> _INPUT_:
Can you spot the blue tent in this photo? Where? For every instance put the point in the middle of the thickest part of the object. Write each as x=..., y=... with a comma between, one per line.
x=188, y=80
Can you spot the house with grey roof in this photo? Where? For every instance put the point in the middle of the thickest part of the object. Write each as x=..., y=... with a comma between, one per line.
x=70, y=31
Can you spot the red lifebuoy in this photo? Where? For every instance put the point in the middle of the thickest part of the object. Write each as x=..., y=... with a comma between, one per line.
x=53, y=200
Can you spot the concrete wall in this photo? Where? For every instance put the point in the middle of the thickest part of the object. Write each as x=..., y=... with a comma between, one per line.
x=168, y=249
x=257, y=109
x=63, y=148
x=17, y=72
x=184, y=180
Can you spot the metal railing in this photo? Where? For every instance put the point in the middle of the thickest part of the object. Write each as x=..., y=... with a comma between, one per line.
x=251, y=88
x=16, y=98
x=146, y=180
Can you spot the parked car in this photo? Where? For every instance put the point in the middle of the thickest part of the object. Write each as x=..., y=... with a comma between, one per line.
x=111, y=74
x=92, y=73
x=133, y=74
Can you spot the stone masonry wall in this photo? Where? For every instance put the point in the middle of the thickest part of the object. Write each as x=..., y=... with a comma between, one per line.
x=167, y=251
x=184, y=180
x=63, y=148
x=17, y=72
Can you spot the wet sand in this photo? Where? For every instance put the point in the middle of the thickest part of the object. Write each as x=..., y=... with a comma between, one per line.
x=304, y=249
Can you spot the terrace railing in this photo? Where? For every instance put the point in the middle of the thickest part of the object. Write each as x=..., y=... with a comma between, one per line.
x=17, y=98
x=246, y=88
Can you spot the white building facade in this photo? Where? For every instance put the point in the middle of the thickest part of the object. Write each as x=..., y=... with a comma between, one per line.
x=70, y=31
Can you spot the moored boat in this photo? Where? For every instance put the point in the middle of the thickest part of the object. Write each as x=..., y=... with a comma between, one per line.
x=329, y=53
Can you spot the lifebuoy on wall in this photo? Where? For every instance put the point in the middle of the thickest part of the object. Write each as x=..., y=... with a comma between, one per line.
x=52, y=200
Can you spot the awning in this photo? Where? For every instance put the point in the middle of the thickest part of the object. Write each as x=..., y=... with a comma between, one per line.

> _EXERCISE PROMPT_:
Extract all of the data above without altering anything.

> _EXERCISE RESPONSE_:
Can you spot the blue tent in this photo? Where? For every instance put the point in the middle of the thickest part of the object. Write each as x=..., y=... with a comma between, one per line.
x=188, y=80
Can you spot the house with grey roof in this photo? Where? For every instance put the point in the middle of the thickest part of the object. Write each as x=..., y=... with a comma between, one per line.
x=70, y=31
Can you spot the red lifebuoy in this photo? Where? For every instance put the point in the middle of the thickest part of the object. Write each as x=..., y=... with a comma between, one per line.
x=53, y=200
Can you spot the concrete wall in this photo? Where? For every instance put the point in the middle of the thickest part of the object. Write each as x=..., y=... with a comma between, one per line.
x=168, y=249
x=257, y=109
x=63, y=148
x=17, y=72
x=184, y=180
Can you spot the metal railing in this photo? Where? For every instance put the point in the middle of the thickest part of the object. Write each as x=..., y=... with a comma between, one per line.
x=251, y=88
x=16, y=98
x=146, y=180
Can you spot the parked car in this photo? Where? For every instance put the point in the middle of the thickest part of the object. Write each as x=..., y=... with a comma between, one per line.
x=111, y=74
x=92, y=73
x=133, y=74
Can you spot the stone masonry wall in this photo? Where? For every instance put the point in the middle of the thickest part of the object. Write each as x=..., y=... with a comma between, one per line.
x=167, y=251
x=184, y=180
x=63, y=148
x=17, y=72
Can you spot the wet sand in this photo? Where? For every instance put the point in the middle of the thickest part of the object. Write each as x=..., y=... with a comma between, one per line.
x=304, y=249
Can you spot the terrace railing in this photo? Where? For every instance put the point in the middle of the thickest part of the object. Write each as x=..., y=... with a comma between, one per line.
x=17, y=98
x=246, y=88
Can you spot the white building facade in this photo? Where? For every instance put the point in the middle of the thickest part of the object. Write each as x=..., y=... with a comma between, one per line.
x=70, y=31
Can you spot the moored boat in this photo? Where? For every instance put the point in the middle of the thickest part of the object. Write each as x=..., y=... with a comma between, one per line.
x=329, y=53
Can you spot the lifebuoy on wall in this photo? Where? For every instance put the point in the middle of the thickest part of the object. Write each as x=..., y=... with a comma between, one per line.
x=52, y=200
Can you spot the awning in this photo? Where? For every instance put the point in the middle of the thickest part of the object. Write each as x=..., y=... with a comma between, one per line.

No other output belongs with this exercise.